__PASSAGE PROVIDED__.
-- BEGIN --

Lattice choice is generally less straightforward for electron diffraction compared to X-ray data
When in doubt, process the data in P1 and determine the true symmetry after processing many datasets or after phasing the data (ADDSYM in Platon is great for doing this)
In this case, we know that the biotin crystal should be P2₁2₁2₁, Solution #5 (primitive orthorhombic), but let’s just process in P1 to start with

Refine the geometry¶

dials.refine indexed.refl indexed.expt scan_varying=False detector.fix=distance

We start with a round of scan-static refinement. Although refinement is done during indexing, it is good practice to run a separate round to optimise the outlier rejection.
After that, we follow with scan-varying refinement

dials.refine refined.refl refined.expt scan_varying=True\
  detector.fix=all parameterisation.block_width=0.25\
  beam.fix="all in_spindle_plane out_spindle_plane *wavelength"\
  beam.force_static=False beam.smoother.absolute_num_intervals=1

We fix the detector position and orientation with detector.fix=all, but now we are allowing the crystal unit cell, crystal orientation, and beam direction parameters to vary on a frame-by-frame basis with scan_varying=True.

Now RMSD_X and RMSD_Y have decreased significantly:

RMSDs by experiment:
+-------+--------+----------+----------+------------+
|   Exp |   Nref |   RMSD_X |   RMSD_Y |     RMSD_Z |
|    id |        |     (px) |     (px) |   (images) |
|-------+--------+----------+----------+------------|
|     0 |    890 |  0.79025 |   1.1428 |    0.24032 |
+-------+--------+----------+----------+------------+

This looks like a good model for the experiment, so we will continue on to integration.

Integration¶

dials.integrate refined.expt refined.refl d_min=0.8

We have set the high-resolution limit (d_min) to 0.8 Å. Applying a resolution cutoff at integration speeds up later steps, especially scaling multiple datasets together. You want to set this to a smaller d-spacing limit than you expect for your dataset.

-- END --

__OBJECTIVE A__.
Retype the stretch of the diffraction-processing passage from "We have set" through "for your dataset.".
The diffraction-processing passage above has no connection to the entries that follow it.

__DATA FOR THIS TASK__.
-- BEGIN --

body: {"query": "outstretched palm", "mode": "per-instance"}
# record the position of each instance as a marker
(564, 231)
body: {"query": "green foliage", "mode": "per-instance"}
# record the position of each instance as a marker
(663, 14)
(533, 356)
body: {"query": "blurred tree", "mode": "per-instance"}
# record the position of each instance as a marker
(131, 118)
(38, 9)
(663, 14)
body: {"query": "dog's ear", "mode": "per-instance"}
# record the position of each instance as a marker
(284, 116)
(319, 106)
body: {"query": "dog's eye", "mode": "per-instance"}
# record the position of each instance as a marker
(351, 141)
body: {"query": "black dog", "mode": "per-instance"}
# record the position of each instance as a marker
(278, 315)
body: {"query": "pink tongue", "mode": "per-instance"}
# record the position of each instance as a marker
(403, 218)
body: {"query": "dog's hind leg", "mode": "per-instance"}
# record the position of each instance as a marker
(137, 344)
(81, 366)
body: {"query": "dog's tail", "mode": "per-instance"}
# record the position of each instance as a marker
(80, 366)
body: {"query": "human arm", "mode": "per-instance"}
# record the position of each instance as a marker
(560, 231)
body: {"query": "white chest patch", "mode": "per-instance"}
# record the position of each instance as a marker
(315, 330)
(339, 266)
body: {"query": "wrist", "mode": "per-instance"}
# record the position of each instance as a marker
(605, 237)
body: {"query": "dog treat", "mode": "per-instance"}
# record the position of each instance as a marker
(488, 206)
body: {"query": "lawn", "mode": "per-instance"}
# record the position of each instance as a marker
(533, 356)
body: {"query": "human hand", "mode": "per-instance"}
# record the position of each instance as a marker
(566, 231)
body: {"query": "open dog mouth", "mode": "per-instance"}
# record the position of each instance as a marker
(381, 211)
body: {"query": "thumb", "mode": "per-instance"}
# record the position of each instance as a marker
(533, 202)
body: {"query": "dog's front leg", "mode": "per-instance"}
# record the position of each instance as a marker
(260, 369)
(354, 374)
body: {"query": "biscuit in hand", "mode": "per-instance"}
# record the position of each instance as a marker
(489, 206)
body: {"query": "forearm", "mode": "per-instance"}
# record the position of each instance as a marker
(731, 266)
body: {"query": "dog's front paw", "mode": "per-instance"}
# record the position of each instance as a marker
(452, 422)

-- END --

__OBJECTIVE B__.
How many lines of the entries contain the string "hand"? Give only the number.

__TASK RESULT A__.
We have set the high-resolution limit (d_min) to 0.8 Å. Applying a resolution cutoff at integration speeds up later steps, especially scaling multiple datasets together. You want to set this to a smaller d-spacing limit than you expect for your dataset.

__TASK RESULT B__.
2